РАБОЧЕЕ ЗАДАНИЕ - Продолжите отрывок переписки из Персии, начиная сразу после последнего предложения.

ВЫБРАННЫЙ ОТРЫВОК -

'''

Князю В.П. Палей

№ 1

Казвин. Персия. 8 февраля 1917 г.

Дорогой мой Бодя.

Спасибо тебе за милые строки. Поверь, что чуткое и трогательное отношение ко мне людей близких и которых я считаю своими друзьями глубоко трогает меня. Так и твои душевные слова, пришедшие ко мне за 4000 верст, живо напомнили дом и глубоко взволновали меня. Спасибо родной, еще раз, спасибо от души на счет меня лично. Ты не беспокойся. Мне не так плохо! Ты знаешь, человек ведь такое животное, которое привыкает ко всему. Так и я привык к новой обстановке. Штаб наш больше не стоит в деревне Аве, которая, между прочим, действительно была омерзительна. А перешел в город Казвин. Это окружной город, что-то вроде губернского. Тебе наверно понравились бы причудливые улицы Казвина, с их чисто восточной толпой. В ясный и даже теперь уже теплый солнечный день, на главной улице «Шахской» необыкновенное оживление. Персы ровно ничего не делая, слоняются взад и вперед, или просто сидят подобрав ноги на солнце. Женщины, конечно, все в чадрах – черных покрывалах с белым платком перед глазами. Если это привилегированное сословие, то женщины взамен белого платка имеют большой и очень некрасивый черный козырек, который, спускаясь от головы, заслоняет лицо. А если у такой носительницы черного козырька европейские лакированные сапожки – это или жена хана или как это не странно – проститутка. Эти последние очень охотно открывают свои лица, если только поблизости нету перса. А лица красивые. Очень длинные глаза, резко вычерченные брови, прямой красивый нос.

Да и вообще весь город напоминает немного библейские картины. Серого цвета дома, кое-где видны башни очень красивой мозаичной работы. Все это тебя бы заинтересовало бы и понравилось бы. Так что касается погоды, то она прекрасна! Почти нет дня, чтобы солнышко грело как у нас в Петр[ограде] в конце апреля. Совершенно голубое, безоблачное небо ласкает глаз и лишь вдали видны горы, верхушки которых покрыты ослепительно белым снегом. Горы эти обходят город Казвин почти кругом, т. е. со всех сторон, ибо он находится посреди громадной равнины на высоте 4 тысяч фут. А внизу, например, в гор. Энзели (порт на Каспии) уже цветут розы и начинают распускаться листья на деревьях.

Неудивительно, как ты видишь, что при таких условиях я сильно поправился, окреп как физически, так и нравственно.

Прочти, если хочешь, это письмо папа. Ему будет приятно. Ужасно мне жаль его. Он так беспокоится! Ничего, Бог даст, все уладится. А пока надо сидеть спокойно и не раздражать сферы разными, все равно не сбыточными пока, просьбами.

Ну, а за сим, крепко тебя, мой милый Бодя, обнимаю. Искренно любящий тебя

Дмитрий.

ГА РФ.Ф. 614. Оп. 1. Д. 98. Л. 2–5 об. Автограф.

№ 2

Казвин, Персия.19 марта 1917 г.

Спасибо милый мой, за твое письмо от 22 февраля. Оно хотя и написано почерком, который лучшему графологу будет непонятен и на который он мог бы смотреть как бык на евангелие – все же оно меня очень, очень тронуло.

'''

ИССЛЕДУЕМЫЕ ДАННЫЕ -
'''

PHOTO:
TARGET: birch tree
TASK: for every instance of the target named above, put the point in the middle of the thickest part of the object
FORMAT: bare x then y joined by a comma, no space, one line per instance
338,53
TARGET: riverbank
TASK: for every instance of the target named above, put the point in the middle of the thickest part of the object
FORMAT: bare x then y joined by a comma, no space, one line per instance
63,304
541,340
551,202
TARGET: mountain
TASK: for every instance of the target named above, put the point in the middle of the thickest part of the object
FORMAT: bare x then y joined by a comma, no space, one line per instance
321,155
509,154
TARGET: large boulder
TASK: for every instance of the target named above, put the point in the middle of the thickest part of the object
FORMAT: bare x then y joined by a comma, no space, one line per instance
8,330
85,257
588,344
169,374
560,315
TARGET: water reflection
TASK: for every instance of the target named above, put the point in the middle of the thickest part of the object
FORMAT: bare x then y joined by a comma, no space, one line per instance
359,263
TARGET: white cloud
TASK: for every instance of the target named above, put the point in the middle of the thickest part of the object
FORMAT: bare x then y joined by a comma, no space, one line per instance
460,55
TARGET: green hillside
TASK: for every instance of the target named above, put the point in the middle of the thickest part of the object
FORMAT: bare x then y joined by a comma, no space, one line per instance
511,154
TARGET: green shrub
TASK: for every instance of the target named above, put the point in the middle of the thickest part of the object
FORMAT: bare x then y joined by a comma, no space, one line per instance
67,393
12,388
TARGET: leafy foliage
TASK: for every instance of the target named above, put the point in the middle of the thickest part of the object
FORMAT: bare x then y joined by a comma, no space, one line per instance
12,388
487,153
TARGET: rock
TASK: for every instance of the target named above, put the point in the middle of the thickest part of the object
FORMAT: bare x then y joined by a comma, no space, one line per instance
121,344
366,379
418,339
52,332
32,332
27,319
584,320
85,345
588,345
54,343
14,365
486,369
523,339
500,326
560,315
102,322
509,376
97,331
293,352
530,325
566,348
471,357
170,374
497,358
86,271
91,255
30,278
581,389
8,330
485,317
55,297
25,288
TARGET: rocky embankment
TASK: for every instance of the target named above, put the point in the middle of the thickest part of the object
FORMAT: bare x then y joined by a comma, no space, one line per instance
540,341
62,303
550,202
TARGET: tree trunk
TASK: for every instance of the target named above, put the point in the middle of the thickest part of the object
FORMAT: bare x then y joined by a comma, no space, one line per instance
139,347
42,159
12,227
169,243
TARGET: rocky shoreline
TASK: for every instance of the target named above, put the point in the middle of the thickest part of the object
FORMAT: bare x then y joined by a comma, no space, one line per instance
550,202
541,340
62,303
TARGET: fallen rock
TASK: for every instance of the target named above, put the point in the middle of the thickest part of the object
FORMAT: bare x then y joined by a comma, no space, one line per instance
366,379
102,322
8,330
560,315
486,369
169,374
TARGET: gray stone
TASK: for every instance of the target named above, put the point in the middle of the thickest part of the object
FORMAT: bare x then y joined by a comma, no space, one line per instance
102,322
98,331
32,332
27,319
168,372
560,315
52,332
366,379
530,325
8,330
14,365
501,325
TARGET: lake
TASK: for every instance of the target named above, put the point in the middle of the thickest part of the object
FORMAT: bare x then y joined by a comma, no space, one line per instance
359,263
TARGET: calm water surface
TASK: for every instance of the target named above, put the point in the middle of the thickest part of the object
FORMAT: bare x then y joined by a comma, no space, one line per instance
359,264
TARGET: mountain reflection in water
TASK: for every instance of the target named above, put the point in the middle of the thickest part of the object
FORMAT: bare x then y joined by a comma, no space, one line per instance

'''

РЕШЁННАЯ ЗАДАЧА -
И к тебе часто направляются мои мысли. В особенности теперь в эти тяжелые дни. Бог нам всем русским в помощь. Не хочется верить, что Россия не выйдет из этого хаоса переживаний – победительницей!

Бедный, родной папа, как болезненно сжимается сердце, когда думаешь о нем. Сколько я бы дал, чтобы иметь возможность его поддержать в эти минуты. Каждый день, каждый час молитвы мои с ним, да и со всеми Вами, близкие Вы, дорогие мои. Да! Тяжелое переживание. Но нужно, нужно продолжать смотреть вперед бодро и с надеждой. Прежний строй не мог долго продолжаться. Катастрофа чувствовалась. Она наступила. Теперь нужно надеяться, что свободная Россия достигнет своих идеалов. Поменьше крови только. Личные чувства, личные страхи отпадают. Вот уже надо теперь вспомнить слова поэта про Россию. – У ней особенная стать, в Россию можно только верить!

Что же тебе сказать о себе. Ты так верно, так красиво описал возможность встречи в Усово! Еще бы, я был бы прямо в восторге иметь тебя там, дорогой. Но прочь, прочь от сердца такие сладкие грезы. Им теперь не место. Приходится призывать все свое нравственное спокойствие, чтобы хладнокровно и спокойно следить за ходом событий, которые хотя и готовят великое будущее России, но сейчас еще полны хаоса и даже, увы, разлада.

Ну, а за сим искренно и дружественно обнимаю тебя, дорогой мой. Передай пожалуйста Мариане, что мои мысли постоянно идут к ней.

Прощай еще раз и может быть до скорого. Твой

Дмитрий.

ГА РФ.Ф. 614. Оп. 1. Д. 98. Л. 7–9 об. Автограф.

№ 3

Тегеран. 18 сентября 1917 г.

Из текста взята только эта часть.